What to work on: Pick out every line of the records below that contains the string "statue", matching case exactly, and copy each such line.

Region annotation entries:
....
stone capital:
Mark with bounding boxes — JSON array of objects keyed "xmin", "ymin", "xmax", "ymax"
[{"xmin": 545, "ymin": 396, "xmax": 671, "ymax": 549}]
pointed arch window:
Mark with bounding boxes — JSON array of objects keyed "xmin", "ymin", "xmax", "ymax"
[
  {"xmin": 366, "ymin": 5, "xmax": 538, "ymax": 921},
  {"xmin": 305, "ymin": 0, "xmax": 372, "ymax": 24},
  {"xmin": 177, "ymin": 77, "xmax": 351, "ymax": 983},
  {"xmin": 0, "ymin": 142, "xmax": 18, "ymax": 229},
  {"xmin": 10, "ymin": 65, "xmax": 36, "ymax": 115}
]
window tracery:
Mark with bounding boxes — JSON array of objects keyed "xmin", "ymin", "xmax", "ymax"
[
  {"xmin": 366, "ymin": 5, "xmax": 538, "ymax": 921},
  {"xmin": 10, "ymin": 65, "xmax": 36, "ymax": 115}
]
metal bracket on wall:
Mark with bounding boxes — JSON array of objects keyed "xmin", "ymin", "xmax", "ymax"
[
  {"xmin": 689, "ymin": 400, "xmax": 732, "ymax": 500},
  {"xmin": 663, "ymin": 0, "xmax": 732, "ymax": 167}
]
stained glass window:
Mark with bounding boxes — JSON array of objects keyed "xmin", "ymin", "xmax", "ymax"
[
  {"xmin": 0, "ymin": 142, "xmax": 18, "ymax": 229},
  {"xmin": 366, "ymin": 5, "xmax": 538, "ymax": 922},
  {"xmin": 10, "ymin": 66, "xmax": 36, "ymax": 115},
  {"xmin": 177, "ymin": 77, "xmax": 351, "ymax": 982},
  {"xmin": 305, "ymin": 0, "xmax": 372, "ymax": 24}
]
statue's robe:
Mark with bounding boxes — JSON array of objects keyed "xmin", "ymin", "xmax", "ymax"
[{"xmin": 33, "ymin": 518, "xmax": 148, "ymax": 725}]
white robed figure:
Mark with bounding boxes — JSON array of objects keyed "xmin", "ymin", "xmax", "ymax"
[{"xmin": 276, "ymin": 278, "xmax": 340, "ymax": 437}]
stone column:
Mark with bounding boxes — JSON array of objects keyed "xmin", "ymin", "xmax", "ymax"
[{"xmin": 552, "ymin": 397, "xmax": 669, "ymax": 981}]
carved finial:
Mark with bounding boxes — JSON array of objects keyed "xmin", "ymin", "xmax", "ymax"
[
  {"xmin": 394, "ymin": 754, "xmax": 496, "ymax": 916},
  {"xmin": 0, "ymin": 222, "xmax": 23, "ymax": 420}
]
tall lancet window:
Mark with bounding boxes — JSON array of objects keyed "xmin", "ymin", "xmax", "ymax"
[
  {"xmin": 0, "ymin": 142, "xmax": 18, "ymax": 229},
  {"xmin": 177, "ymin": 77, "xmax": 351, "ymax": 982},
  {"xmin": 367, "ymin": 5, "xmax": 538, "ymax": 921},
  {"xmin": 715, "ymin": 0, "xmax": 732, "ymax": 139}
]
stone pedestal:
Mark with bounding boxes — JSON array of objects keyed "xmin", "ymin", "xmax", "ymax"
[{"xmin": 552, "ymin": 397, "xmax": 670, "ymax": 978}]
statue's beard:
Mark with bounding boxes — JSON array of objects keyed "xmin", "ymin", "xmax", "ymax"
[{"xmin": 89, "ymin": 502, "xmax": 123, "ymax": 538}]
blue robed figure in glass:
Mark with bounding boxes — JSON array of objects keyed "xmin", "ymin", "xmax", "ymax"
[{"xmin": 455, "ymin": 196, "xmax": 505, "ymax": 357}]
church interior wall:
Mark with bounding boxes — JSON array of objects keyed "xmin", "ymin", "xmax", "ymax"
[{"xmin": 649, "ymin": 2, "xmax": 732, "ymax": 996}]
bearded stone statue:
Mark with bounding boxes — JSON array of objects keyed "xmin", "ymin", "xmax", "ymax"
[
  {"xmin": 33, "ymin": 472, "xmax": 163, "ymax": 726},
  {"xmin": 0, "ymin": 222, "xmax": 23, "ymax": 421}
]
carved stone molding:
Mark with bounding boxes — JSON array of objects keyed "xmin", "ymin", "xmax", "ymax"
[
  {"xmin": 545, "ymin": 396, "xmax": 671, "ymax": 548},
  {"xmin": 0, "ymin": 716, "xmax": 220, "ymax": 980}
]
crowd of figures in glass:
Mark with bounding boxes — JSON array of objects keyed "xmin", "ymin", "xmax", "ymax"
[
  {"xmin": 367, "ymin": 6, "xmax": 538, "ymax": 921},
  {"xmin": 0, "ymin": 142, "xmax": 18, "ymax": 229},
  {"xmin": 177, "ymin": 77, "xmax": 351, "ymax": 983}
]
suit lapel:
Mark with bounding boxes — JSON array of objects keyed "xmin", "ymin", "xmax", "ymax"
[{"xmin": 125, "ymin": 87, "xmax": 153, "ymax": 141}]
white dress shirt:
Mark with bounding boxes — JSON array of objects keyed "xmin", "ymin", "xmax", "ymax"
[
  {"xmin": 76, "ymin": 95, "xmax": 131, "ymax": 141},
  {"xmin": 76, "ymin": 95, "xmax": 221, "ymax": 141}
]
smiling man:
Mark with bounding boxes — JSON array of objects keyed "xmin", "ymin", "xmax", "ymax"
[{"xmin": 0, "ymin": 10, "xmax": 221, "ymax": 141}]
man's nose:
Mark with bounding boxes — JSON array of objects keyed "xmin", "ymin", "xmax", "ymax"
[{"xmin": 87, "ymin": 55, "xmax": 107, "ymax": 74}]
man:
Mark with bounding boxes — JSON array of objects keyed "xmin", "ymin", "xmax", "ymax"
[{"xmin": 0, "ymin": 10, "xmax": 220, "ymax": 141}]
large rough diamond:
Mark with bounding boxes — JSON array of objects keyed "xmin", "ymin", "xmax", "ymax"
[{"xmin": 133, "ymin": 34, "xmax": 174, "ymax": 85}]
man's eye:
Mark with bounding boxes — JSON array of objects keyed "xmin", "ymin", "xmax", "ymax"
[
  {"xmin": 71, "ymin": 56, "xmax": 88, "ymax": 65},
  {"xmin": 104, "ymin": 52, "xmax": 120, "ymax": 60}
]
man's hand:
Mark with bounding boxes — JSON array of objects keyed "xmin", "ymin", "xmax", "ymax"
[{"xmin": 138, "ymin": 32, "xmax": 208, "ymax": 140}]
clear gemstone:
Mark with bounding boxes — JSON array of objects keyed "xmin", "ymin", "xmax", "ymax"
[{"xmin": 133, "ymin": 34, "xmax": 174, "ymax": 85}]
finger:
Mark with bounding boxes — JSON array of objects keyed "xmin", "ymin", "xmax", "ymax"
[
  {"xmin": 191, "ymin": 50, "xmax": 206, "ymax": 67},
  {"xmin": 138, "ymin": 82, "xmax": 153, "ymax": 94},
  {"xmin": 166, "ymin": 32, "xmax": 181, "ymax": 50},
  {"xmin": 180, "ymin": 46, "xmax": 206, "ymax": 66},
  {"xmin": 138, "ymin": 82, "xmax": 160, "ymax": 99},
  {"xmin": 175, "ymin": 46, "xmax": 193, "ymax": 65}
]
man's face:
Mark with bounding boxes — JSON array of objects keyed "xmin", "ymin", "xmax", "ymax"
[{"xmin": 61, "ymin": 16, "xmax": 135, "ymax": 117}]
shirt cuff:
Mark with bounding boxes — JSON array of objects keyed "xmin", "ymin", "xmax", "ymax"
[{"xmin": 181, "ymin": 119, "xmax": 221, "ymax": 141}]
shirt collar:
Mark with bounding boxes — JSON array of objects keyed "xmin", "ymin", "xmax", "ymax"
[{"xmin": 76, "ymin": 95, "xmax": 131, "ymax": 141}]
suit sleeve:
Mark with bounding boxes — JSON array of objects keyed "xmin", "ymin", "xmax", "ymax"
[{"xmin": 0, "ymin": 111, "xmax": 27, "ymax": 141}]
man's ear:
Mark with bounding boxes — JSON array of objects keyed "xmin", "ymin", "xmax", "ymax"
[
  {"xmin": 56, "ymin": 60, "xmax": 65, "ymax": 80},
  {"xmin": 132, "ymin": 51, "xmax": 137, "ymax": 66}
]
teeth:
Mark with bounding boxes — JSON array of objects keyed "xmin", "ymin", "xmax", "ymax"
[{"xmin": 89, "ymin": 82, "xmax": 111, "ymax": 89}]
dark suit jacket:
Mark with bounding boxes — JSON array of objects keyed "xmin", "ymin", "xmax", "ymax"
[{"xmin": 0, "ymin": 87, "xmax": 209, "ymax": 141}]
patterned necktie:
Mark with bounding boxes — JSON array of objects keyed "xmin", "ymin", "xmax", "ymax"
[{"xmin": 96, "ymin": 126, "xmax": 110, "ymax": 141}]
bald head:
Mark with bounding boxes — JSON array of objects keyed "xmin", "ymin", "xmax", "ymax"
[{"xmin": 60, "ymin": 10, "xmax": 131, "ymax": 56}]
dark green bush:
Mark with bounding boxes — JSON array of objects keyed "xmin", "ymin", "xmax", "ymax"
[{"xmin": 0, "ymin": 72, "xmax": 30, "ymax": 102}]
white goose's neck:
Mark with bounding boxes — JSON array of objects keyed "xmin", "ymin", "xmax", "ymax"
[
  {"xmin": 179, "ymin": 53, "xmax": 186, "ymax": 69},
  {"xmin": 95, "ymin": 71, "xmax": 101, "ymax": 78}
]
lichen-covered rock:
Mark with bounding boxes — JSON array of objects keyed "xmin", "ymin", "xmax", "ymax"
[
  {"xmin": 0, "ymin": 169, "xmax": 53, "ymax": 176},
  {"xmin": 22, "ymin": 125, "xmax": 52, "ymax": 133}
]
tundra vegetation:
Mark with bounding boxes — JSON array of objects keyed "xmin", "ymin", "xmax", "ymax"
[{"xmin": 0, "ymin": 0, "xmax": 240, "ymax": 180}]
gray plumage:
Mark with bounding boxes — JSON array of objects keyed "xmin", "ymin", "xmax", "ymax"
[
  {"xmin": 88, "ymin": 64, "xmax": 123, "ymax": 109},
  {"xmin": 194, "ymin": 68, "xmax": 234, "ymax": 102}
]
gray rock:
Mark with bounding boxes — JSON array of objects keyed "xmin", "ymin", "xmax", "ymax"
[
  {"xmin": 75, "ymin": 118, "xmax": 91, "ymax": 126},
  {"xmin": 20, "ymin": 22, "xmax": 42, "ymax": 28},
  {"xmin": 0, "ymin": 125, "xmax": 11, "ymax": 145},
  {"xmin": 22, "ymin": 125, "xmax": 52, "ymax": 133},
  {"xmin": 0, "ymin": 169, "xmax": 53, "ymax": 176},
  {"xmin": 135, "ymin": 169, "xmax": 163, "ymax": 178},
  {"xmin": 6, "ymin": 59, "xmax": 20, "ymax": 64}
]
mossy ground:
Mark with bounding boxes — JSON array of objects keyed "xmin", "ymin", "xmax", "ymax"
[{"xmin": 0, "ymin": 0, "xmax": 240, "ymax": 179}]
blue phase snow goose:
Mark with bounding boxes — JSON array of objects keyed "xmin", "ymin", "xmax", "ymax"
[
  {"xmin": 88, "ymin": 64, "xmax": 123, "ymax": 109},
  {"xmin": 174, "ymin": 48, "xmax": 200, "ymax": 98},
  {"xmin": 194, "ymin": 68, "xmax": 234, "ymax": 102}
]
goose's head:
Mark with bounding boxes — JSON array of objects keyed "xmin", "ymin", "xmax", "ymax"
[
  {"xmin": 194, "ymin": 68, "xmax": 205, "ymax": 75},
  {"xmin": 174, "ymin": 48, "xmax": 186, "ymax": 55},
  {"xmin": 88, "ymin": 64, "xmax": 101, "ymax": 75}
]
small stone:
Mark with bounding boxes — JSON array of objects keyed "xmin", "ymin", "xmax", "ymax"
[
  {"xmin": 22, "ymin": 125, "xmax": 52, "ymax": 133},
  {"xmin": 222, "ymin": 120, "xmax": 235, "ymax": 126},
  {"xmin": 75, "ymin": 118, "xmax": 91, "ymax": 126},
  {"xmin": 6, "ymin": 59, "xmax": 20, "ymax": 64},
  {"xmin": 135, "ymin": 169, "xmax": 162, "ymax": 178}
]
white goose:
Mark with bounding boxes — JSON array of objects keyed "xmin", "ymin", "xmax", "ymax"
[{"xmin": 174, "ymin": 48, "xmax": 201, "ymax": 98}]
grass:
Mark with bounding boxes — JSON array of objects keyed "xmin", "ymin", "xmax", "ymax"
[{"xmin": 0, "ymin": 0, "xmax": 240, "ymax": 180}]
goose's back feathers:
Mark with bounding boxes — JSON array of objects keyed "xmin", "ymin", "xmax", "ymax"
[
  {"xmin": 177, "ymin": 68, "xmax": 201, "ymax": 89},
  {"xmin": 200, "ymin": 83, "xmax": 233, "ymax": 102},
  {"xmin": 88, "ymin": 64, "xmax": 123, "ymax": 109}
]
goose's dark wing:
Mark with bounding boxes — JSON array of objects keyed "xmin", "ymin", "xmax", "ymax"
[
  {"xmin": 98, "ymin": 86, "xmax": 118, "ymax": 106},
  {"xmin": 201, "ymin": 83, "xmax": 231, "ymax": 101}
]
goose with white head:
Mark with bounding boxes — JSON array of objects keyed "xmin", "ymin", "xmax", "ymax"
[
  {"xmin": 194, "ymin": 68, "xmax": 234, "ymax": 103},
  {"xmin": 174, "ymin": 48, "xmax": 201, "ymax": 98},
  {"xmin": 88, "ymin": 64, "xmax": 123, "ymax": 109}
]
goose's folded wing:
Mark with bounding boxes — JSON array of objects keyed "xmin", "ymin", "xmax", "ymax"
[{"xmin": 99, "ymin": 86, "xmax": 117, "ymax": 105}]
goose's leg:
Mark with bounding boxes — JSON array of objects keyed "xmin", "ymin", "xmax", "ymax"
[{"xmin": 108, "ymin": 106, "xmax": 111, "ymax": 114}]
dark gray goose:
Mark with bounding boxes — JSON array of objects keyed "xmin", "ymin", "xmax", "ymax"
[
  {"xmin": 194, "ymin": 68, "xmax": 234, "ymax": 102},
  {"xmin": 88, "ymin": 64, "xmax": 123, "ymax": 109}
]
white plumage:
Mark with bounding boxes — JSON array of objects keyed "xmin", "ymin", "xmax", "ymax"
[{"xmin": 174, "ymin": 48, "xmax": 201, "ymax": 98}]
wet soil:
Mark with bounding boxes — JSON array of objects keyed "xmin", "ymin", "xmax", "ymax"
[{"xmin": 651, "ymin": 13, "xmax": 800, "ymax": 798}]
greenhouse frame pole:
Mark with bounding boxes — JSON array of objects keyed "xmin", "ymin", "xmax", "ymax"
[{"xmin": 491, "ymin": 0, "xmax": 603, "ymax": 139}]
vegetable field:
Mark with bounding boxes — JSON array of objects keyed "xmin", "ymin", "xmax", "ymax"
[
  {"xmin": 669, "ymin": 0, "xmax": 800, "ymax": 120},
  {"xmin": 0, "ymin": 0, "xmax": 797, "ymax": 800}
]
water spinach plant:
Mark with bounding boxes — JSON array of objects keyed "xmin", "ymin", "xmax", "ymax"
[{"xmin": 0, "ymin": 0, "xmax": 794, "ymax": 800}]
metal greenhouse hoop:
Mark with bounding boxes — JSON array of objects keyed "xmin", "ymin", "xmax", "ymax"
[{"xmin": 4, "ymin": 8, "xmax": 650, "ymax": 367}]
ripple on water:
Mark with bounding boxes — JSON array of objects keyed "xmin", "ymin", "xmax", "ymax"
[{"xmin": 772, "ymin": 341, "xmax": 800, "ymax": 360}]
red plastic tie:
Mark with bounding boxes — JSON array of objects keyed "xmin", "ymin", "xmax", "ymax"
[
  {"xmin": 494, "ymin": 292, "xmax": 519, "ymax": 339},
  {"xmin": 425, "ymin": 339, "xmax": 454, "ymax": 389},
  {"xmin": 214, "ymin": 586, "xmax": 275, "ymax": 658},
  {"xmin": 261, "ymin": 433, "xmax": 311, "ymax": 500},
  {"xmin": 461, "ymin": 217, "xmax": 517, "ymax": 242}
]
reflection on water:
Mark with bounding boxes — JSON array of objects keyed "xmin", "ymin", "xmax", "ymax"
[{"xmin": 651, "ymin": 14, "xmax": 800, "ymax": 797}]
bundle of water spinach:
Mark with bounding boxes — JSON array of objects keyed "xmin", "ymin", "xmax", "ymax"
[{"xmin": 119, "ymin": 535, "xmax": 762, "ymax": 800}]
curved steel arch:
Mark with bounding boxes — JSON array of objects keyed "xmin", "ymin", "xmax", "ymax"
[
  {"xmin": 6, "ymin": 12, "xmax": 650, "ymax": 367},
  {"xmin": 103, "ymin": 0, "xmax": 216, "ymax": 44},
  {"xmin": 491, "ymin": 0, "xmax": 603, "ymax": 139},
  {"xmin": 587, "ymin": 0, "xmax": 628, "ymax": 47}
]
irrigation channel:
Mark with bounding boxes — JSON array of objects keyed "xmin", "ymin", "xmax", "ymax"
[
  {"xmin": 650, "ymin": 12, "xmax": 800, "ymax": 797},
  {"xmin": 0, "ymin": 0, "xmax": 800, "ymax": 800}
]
....
Expected output:
statue's robe:
statue's beard:
bearded stone statue:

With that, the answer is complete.